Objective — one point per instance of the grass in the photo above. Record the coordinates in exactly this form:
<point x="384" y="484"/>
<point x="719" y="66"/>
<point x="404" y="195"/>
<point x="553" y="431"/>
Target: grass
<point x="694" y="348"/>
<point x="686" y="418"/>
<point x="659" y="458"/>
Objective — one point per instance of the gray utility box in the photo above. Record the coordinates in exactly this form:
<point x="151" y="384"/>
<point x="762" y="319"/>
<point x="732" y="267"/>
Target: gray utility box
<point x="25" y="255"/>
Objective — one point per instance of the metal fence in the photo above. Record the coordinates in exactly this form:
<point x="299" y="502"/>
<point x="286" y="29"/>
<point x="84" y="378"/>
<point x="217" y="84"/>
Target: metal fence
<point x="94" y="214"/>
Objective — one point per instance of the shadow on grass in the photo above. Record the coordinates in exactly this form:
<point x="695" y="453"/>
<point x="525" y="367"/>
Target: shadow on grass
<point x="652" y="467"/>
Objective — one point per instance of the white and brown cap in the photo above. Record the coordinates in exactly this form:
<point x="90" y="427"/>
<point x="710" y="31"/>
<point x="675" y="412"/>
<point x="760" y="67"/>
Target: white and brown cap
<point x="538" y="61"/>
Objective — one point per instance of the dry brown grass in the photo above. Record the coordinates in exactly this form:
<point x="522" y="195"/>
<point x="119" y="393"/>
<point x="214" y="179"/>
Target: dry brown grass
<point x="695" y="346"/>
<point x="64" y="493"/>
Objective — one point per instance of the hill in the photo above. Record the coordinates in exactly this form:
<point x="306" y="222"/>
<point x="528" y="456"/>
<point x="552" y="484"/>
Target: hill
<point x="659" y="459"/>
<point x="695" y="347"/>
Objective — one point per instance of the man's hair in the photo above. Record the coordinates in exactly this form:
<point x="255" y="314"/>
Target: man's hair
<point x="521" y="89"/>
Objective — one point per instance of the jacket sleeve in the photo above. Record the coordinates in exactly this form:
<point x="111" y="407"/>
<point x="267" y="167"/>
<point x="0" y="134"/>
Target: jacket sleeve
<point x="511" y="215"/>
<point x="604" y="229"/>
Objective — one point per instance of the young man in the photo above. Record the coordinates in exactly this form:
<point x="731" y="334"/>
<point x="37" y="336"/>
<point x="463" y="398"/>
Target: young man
══════════
Given request
Please reproduce every row above character for character, with no changes.

Solution
Objective — one point per instance of the grass in the photo above. Record the coordinates in exactly this form:
<point x="384" y="484"/>
<point x="719" y="66"/>
<point x="404" y="195"/>
<point x="553" y="431"/>
Target: grass
<point x="694" y="348"/>
<point x="686" y="418"/>
<point x="659" y="458"/>
Objective — one point per instance of the gray utility box in the photo above. Record the coordinates in exactly this form:
<point x="151" y="384"/>
<point x="762" y="319"/>
<point x="732" y="267"/>
Target: gray utility box
<point x="25" y="255"/>
Objective — one point per instance of the metal fence in the photo above. Record the coordinates in exactly this form:
<point x="299" y="502"/>
<point x="286" y="29"/>
<point x="84" y="378"/>
<point x="217" y="84"/>
Target: metal fence
<point x="94" y="214"/>
Objective — one point per instance of the shadow on grass in the photo above. Record the coordinates in exactly this form:
<point x="695" y="453"/>
<point x="525" y="367"/>
Target: shadow on grass
<point x="652" y="467"/>
Objective — one point per instance of the white and brown cap in the photo above. Record the coordinates in exactly this form:
<point x="90" y="427"/>
<point x="710" y="31"/>
<point x="675" y="412"/>
<point x="760" y="67"/>
Target: white and brown cap
<point x="538" y="61"/>
Objective — one point per instance of the dry brown grass in the photo above. Record the coordinates in exactly this form:
<point x="522" y="195"/>
<point x="119" y="393"/>
<point x="214" y="179"/>
Target: dry brown grass
<point x="695" y="346"/>
<point x="64" y="493"/>
Objective — one point per instance of the hill in the photo above. Record the coordinates in exactly this form:
<point x="306" y="222"/>
<point x="528" y="456"/>
<point x="552" y="484"/>
Target: hill
<point x="659" y="459"/>
<point x="695" y="347"/>
Objective — one point per instance of the man's hair in the photo above. Record the coordinates in exactly this form:
<point x="255" y="314"/>
Target: man's hair
<point x="521" y="89"/>
Objective — one point per instance of the jacket sleeve in the photo above. Record the coordinates in exactly this form:
<point x="111" y="407"/>
<point x="267" y="167"/>
<point x="0" y="134"/>
Target: jacket sleeve
<point x="511" y="215"/>
<point x="604" y="229"/>
Objective — one point per instance of the young man in the photo above. Record the coordinates in exactly this form:
<point x="731" y="334"/>
<point x="37" y="336"/>
<point x="463" y="398"/>
Target: young man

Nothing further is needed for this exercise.